-- BEGIN Records for the exercise --
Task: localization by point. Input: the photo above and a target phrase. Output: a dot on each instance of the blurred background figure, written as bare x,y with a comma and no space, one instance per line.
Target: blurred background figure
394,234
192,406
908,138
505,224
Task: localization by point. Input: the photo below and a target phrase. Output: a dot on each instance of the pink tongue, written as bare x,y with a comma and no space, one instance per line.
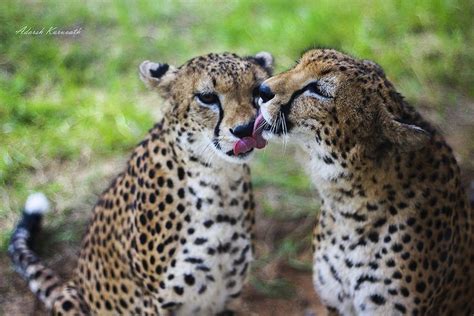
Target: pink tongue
257,132
244,145
256,141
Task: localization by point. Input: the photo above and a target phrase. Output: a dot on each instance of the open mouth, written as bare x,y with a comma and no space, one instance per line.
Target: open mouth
245,145
231,153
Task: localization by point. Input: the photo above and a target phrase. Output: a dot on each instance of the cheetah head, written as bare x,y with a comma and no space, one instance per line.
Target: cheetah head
213,99
336,106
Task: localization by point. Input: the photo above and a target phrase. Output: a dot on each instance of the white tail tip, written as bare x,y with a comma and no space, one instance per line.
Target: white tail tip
37,203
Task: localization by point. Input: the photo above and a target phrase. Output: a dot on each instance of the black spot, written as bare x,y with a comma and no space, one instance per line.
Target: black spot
208,223
404,291
421,287
67,306
400,308
178,290
189,279
397,247
374,236
377,299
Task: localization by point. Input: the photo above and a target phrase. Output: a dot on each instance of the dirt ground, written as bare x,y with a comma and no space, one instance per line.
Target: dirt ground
263,296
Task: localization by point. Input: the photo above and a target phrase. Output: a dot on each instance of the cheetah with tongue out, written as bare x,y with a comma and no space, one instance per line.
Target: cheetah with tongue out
395,234
172,234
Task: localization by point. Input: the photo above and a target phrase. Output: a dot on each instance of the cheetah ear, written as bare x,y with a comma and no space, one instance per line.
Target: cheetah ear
406,137
264,59
157,76
374,66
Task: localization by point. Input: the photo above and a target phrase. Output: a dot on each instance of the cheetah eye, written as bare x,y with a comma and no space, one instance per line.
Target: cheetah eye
314,88
207,98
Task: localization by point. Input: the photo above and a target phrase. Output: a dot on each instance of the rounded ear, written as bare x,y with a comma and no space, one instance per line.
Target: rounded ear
374,66
264,59
406,137
157,76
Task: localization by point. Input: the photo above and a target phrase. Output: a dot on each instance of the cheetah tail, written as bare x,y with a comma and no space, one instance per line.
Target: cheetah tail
42,281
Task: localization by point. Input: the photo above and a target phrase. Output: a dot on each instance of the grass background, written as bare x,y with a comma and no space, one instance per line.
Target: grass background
72,107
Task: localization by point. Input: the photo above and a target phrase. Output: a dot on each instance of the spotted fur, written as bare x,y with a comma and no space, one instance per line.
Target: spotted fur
395,232
172,233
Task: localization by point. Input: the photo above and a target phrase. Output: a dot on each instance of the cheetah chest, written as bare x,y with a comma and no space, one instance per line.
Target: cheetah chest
212,264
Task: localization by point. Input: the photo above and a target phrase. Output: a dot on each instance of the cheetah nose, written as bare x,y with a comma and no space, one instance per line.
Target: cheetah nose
265,93
244,130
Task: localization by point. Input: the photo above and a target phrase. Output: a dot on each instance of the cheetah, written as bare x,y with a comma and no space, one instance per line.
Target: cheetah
395,230
172,234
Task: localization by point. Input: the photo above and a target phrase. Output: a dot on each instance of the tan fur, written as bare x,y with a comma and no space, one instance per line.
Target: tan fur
395,233
172,233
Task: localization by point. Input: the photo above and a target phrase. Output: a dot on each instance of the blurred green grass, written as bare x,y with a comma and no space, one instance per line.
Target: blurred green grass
63,98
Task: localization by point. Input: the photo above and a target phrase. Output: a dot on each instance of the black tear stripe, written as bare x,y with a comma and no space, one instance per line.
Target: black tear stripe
285,110
217,128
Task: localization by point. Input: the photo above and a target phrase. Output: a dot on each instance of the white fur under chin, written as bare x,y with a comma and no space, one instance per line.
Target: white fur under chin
36,203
-- END Records for the exercise --
> Aim of the exercise: Substitute "image" for every occurrence of "photo" in all of the rows above and write them out again with nothing else changed. Leave the pictures out of your answer.

> Solution to this task:
Task: localization by point. Input: the image above and a target phrase. Output: a dot on each instance of the blurred background figure, written as bare x,y with a comma and no space, one instance per line.
Target: blurred background figure
394,234
192,406
908,138
505,224
Task: localization by point. Input: the image below and a target phrase. Output: a dot on each instance of the pink tongue, written as bare x,y with a comma and no space, one instance per line.
Target: pink tongue
257,132
244,145
256,141
Task: localization by point. Input: the image above and a target phrase. Output: a dot on each instance of the open mouth, written as bare x,y with a comma and no space, one instance per line.
Target: open mouth
245,145
231,153
Task: localization by point. Input: the image above and a target phrase. Output: a dot on each instance of the cheetah head, written as bare x,y with a comma and no space, one instance per line.
Target: cheetah head
213,99
336,106
Task: localization by point. Input: the image above and a target phrase. Output: a dot on each instance of the white tail tip, written as bare x,y with a comma and no space, one instance per line.
Target: white tail tip
37,203
Task: localization by point. Input: the image above and a target phrase. Output: a dot on each instance of the black spot, written as bare x,y with a comma and no space, one instance per line.
Target: black spot
208,223
404,291
421,287
67,306
400,308
178,290
189,279
397,247
374,236
377,299
Task: localization by point. Input: the image above and a target phrase. Output: a dot on each instance of the dirt ground, written as bare x,y with a comma and no space, one instance per line.
Target: dirt ground
263,296
Task: localization by point. Input: the image above and a target phrase. Output: a dot on each instance of the cheetah with tongue out, written as bare x,y with a comma and no space, one instance per line.
Target: cheetah with tongue out
395,234
172,234
Task: localization by point. Input: the image above and a target phrase. Output: a dot on each instance of the cheetah ear, written as bare x,y with a comma and no space, one instance per line.
Target: cheetah ear
406,137
264,59
157,76
374,66
Task: localization by point. Input: the image above and a target phrase. Output: a dot on each instance of the cheetah eye, written as bare x,y with a comma and no space, one instance per line.
Target: cheetah eye
314,88
207,98
Task: localization by point. Input: the image above and a target phrase. Output: a dot on each instance of the rounded ear, written as bare x,y with a comma and no space, one instance per line.
Target: rounded ear
374,66
264,59
406,137
157,76
Task: localization by point. Input: the image above and a target phrase. Output: a dot on each instance of the cheetah tail, written as bare x,y with a comma and no space, one instance per line.
Target: cheetah tail
42,281
Task: localization by point. Input: the image above and a target phrase. Output: a dot on each instance of the grass background, written as bare x,y with a comma and no space, one instance per line.
Target: grass background
72,107
Task: localization by point. Input: the image above and a target phrase. Output: a dot on each instance of the spotted fur, written as bare x,y with a comma and no space, one instance per line.
Target: spotted fur
395,232
172,233
Task: localization by point. Input: the image above and a target phrase. Output: a dot on each instance of the cheetah chest, written as bare x,y with a comma and no space, one instance per line.
Target: cheetah chest
212,264
Task: localization by point. Input: the image above and a target phrase. Output: a dot on each instance of the cheetah nose, written as bare x,y with a comma and no space, one instance per line.
Target: cheetah nose
265,93
244,130
Task: localization by point. Input: the image above and a target phrase. Output: a dot on each instance of the cheetah, written as bare x,y with a comma and no space, one instance per line.
Target: cheetah
395,230
172,234
Task: localization by point. Input: the image above and a target phrase. Output: a dot on each instance of the tan fur, written as bare x,y with a comma and no space, one instance per line.
Target: tan fur
395,233
172,233
Task: localization by point. Input: the image above and a target phrase. Output: a dot on each instance of the blurred green grass, written as bare x,y with a comma and no space, one instance per line.
Target: blurred green grass
63,98
Task: localization by point. Input: the image above and a target phrase. Output: a dot on each instance of the black tear stripe, written as bare x,y with a comma and no space, one instance per line.
Target: black tear stripe
285,110
217,128
Task: localization by point. Input: the image above and a target phrase. Output: a dot on each instance of the white fur under chin, written as bare x,y with a comma and no space, one instance per line.
Target: white fur under chin
36,203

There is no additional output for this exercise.